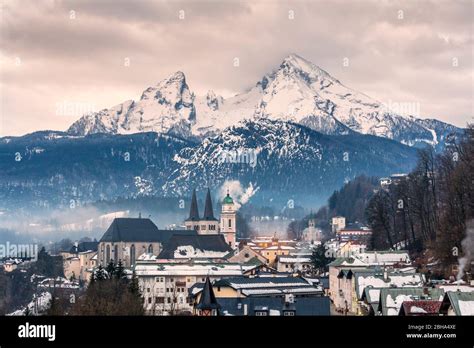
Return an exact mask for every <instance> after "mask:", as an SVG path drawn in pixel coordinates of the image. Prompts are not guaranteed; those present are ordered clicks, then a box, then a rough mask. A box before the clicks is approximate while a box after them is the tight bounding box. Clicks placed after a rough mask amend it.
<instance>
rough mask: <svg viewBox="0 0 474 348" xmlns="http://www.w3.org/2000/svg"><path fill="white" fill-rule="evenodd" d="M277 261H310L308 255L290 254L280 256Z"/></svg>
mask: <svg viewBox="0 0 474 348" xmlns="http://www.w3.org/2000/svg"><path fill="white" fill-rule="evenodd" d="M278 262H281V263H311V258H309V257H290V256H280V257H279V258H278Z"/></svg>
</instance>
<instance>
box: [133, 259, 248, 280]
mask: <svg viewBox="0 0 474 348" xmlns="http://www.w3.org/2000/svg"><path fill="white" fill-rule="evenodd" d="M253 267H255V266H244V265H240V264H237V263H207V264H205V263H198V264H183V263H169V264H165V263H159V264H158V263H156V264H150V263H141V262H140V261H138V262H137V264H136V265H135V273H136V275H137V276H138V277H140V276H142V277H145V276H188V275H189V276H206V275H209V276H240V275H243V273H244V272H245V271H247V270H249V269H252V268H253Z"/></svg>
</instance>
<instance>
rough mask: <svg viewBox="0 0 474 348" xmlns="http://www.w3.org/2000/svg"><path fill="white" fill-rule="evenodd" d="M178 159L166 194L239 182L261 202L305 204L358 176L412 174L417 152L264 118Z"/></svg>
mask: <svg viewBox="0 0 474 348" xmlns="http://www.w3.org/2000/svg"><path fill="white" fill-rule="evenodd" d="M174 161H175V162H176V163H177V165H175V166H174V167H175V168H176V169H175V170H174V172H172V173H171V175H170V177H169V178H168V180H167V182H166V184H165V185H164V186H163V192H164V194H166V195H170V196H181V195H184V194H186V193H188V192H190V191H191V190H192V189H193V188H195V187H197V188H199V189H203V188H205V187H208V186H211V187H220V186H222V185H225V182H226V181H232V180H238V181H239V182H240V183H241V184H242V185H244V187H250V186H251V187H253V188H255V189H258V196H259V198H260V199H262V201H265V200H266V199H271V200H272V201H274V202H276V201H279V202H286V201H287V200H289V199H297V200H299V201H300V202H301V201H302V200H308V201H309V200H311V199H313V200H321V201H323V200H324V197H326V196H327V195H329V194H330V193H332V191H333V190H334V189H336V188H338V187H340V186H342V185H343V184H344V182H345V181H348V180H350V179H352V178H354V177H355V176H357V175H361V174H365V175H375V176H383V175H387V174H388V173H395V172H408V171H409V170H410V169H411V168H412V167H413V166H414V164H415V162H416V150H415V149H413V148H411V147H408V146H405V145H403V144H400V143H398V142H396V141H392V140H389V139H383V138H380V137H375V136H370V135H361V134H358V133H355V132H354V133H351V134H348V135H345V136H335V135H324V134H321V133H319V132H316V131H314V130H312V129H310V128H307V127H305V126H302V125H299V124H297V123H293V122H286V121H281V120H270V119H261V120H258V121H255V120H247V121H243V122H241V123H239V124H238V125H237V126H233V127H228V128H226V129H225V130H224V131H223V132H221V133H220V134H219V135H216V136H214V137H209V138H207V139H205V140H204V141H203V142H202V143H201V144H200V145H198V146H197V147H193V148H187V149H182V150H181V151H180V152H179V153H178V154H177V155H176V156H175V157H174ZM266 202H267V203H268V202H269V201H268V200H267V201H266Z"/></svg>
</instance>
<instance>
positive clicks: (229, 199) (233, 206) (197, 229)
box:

> _Work task_: All records above need to be returned exactly. Omit the pictures.

> _Completed task_:
Return an exact mask for every <instance> after "mask:", as an SVG path drawn in pixel coordinates of the image. Prompts are not guaranteed; those present are ordered clicks, then a box, then a rough mask. A box before the clicks is approximate while a box after them is the tight bounding box. Clicks placed after a rough mask amend it.
<instance>
rough mask: <svg viewBox="0 0 474 348" xmlns="http://www.w3.org/2000/svg"><path fill="white" fill-rule="evenodd" d="M277 261H310L308 255L290 254L280 256Z"/></svg>
mask: <svg viewBox="0 0 474 348" xmlns="http://www.w3.org/2000/svg"><path fill="white" fill-rule="evenodd" d="M278 262H281V263H311V258H309V257H290V256H280V257H279V258H278Z"/></svg>
</instance>
<instance>
box: [133, 259, 248, 280]
mask: <svg viewBox="0 0 474 348" xmlns="http://www.w3.org/2000/svg"><path fill="white" fill-rule="evenodd" d="M253 267H255V266H244V265H240V264H237V263H207V264H205V263H198V264H183V263H169V264H165V263H159V264H158V263H156V264H150V263H141V262H140V261H138V262H137V264H136V265H135V273H136V275H137V276H138V277H140V276H142V277H145V276H188V275H189V276H206V275H209V276H240V275H243V273H244V272H245V271H247V270H249V269H252V268H253Z"/></svg>
</instance>
<instance>
rough mask: <svg viewBox="0 0 474 348" xmlns="http://www.w3.org/2000/svg"><path fill="white" fill-rule="evenodd" d="M178 159L166 194L239 182L261 202L305 204L358 176L412 174L417 152L264 118Z"/></svg>
mask: <svg viewBox="0 0 474 348" xmlns="http://www.w3.org/2000/svg"><path fill="white" fill-rule="evenodd" d="M174 161H175V162H176V163H177V165H175V166H174V167H175V168H176V169H175V170H174V172H172V173H171V175H170V177H169V178H168V180H167V182H166V184H165V185H164V186H163V192H164V194H166V195H170V196H181V195H184V194H186V193H188V192H190V191H191V190H192V189H193V188H195V187H197V188H199V189H203V188H205V187H208V186H211V187H220V186H222V185H225V182H226V181H232V180H238V181H239V182H240V183H241V184H242V185H244V187H250V186H251V187H253V188H255V189H258V196H259V198H260V199H262V201H265V200H266V199H271V200H272V201H274V202H276V201H279V202H286V201H287V200H289V199H297V200H299V201H300V202H301V201H302V200H308V201H309V200H311V199H313V200H321V201H323V200H324V197H326V196H327V195H329V194H330V193H332V191H333V190H334V189H336V188H338V187H340V186H342V185H343V184H344V182H345V181H348V180H350V179H352V178H354V177H355V176H357V175H361V174H365V175H375V176H383V175H387V174H388V173H395V172H408V171H409V170H410V169H411V168H412V167H413V166H414V164H415V162H416V150H415V149H413V148H411V147H408V146H405V145H403V144H400V143H398V142H396V141H392V140H389V139H383V138H380V137H375V136H370V135H361V134H358V133H355V132H354V133H351V134H348V135H345V136H335V135H324V134H321V133H319V132H316V131H314V130H312V129H310V128H307V127H305V126H302V125H299V124H297V123H293V122H286V121H281V120H270V119H261V120H258V121H255V120H247V121H243V122H241V123H239V124H238V125H237V126H233V127H228V128H226V129H225V130H224V131H223V132H221V133H220V134H219V135H216V136H214V137H209V138H207V139H205V140H204V141H203V142H202V143H201V144H200V145H198V146H197V147H193V148H187V149H182V150H181V151H180V152H179V153H178V154H177V155H176V156H175V157H174ZM266 202H267V203H268V202H269V201H268V200H267V201H266Z"/></svg>
</instance>
<instance>
positive clicks: (229, 199) (233, 206) (197, 229)
box:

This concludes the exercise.